2025年1月17日金曜日

1803年のスヴェープアスク


スウェーデンの曲木の箱、スヴェープアスクです。
直径32センチ、高さ9センチの大きな円い箱で、蓋の天面と側面、本体の側面に木彫りの装飾が施されています。


曲げた木は、白樺の根で丁寧に綴ってあります。そして側板は、天板や底板に木の釘で留めてあります。
このスヴェープアスクがネットショップにUPされたとき、とても買えないと思いました。それでも「誰かが買ってしまったかな?」とのぞいて見ていた日々、大江戸骨董市に行ったときは出品されていたので、実物に触らせていただいたりしました。


それがある日、30%オフになっていたのです。これはもう買うしかないと思って、自分への誕生日プレゼント(早めですが)にしました。


蓋の裏にはコンパスとケガキを使って模様を描こうとした跡がありました。うまく6等分できなかったのか、こちらは諦めて反対の面に模様を彫ったようです。


底には、内側と外側から3ヵ所、鉛で穴を埋めてあります。スヴェープアスクは食料品などを入れることが多かったようですが、この箱には小麦粉を入れた形跡などはありません。小さい穴をわざわざ埋めて何を入れていたのでしょう?
おやっ、写真で見ると本体の底の内側にも模様がケガキしてあり、実物をよく見なおすと、中心の模様だけでなく周囲の円まで下書きしてありました。なぜ仕上げなかったのでしょう? 真ん中近くにある節が気になってやめたのでしょうか? 節のところは確かに彫りにくいと思われます。となると、蓋の天面の内側のケガキも節が大きい面を避けて、別の面を使ったのかもしれません。

→ **元のデータ**:

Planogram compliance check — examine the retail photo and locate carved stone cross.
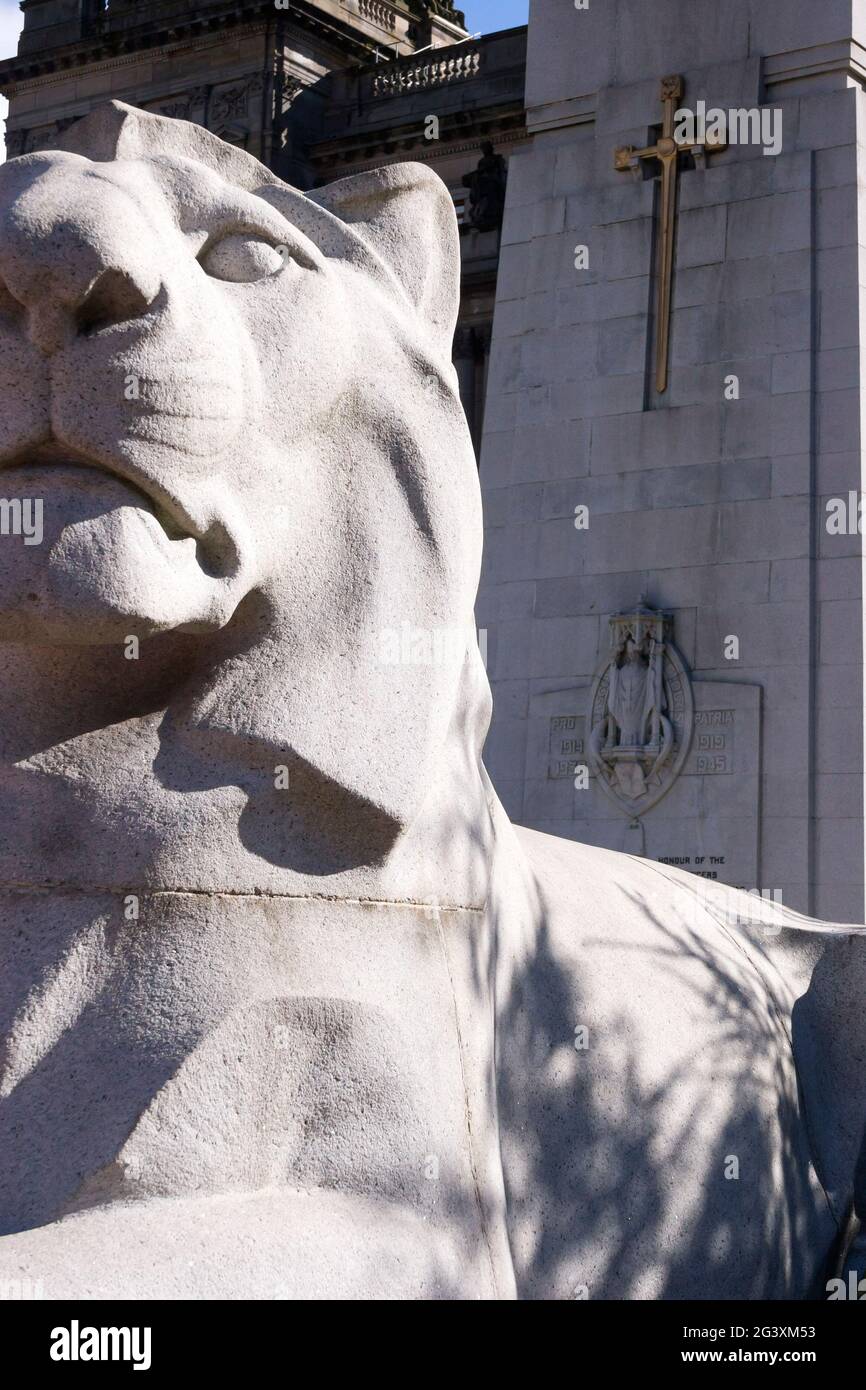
[613,75,724,392]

→ **やること**:
(1) スヴェープアスクの本文で、「1803年のスヴェープアスク」を含むところから「らせていただいたりしました。」で終わるところまでを、「白樺」を「ヤナギ」に差し替えて書き出してください。
(2) スヴェープアスクの本文の続きを、最後の文のあとから書いてください。

→ **あなたの答え**:
(1)
1803年のスヴェープアスク


スウェーデンの曲木の箱、スヴェープアスクです。
直径32センチ、高さ9センチの大きな円い箱で、蓋の天面と側面、本体の側面に木彫りの装飾が施されています。


曲げた木は、ヤナギの根で丁寧に綴ってあります。そして側板は、天板や底板に木の釘で留めてあります。
このスヴェープアスクがネットショップにUPされたとき、とても買えないと思いました。それでも「誰かが買ってしまったかな?」とのぞいて見ていた日々、大江戸骨董市に行ったときは出品されていたので、実物に触らせていただいたりしました。

(2)
スヴェープアスクには制作年が記されているものがありますが、この底には1805年とあります。
1805年といえば220年前、日本ではどんな生活だったのでしょう?
江戸開府から約200年経った頃で、当時活躍していた人たちはこの年、杉田玄白72歳、伊能忠敬60歳、塙保己一59歳、喜多川歌麿52歳、松平定信47歳、葛飾北斎45歳、山東京伝44歳、十返舎一九40歳、滝沢馬琴38歳、徳川家斉32歳、間宮林蔵30歳などです。そして、徳川幕府の最後の将軍となった徳川家慶は若干12歳、遠山金四郎12歳、渡辺崋山12歳、千葉周作11歳、シーボルト9歳、歌川広重8歳と、彼らはまだ世に出ていませんでした。
そして、私のご先祖さまはどんな生活を送っていたのでしょう?


また、アメリカでは2年前の1803年に、フランス(ナポレオン)からルイジアナを買収して領土をそれまでの約2倍に広げています。地図の緑のところがルイジアナです。
来週にはアメリカの大統領に就任するトランプが、アイスランドを売れとか、カナダにアメリカの州になれと圧力をかけているのは、あながち突飛なことではなくアメリカの悪しき伝統なのかもしれません。ハワイも力で(陰謀で?)併合してしまいましたし。


左上から1805年作、上右は1824年、左下は1832年、右下は1864年の作です。
1824年は前年に来日したシーボルトが長崎郊外に学塾兼診療所を開くことが許された年で、医学だけではなく動植物や地理・産業などあらゆる分野の日本研究を、日本人の弟子たちに行わせました。1832年には天保の大飢饉がはじまって東北地方から全国に広がり、その後数年間続いた飢饉のため、各地で一揆が起こりました。1864年は、新選組による池田屋事件、蛤御門の変、幕府の第一次長州征伐など尊王攘夷運動が吹き荒れた激動の年でした。

年の記入されていないスヴェープアスクや、色がすっかり削り取られたスヴェープアスクなどに比べると、制作年が入っているものは想像が膨らんで、なかなか楽めます。
それにしても、どのスヴェープアスクも、200年(+-)の時を経たものとは思えない瑞々しさを保っています。


どれも、まだまだ電力が利用されてなかった時代につくられたもので、板を薄く裂くのも手作業でなされています。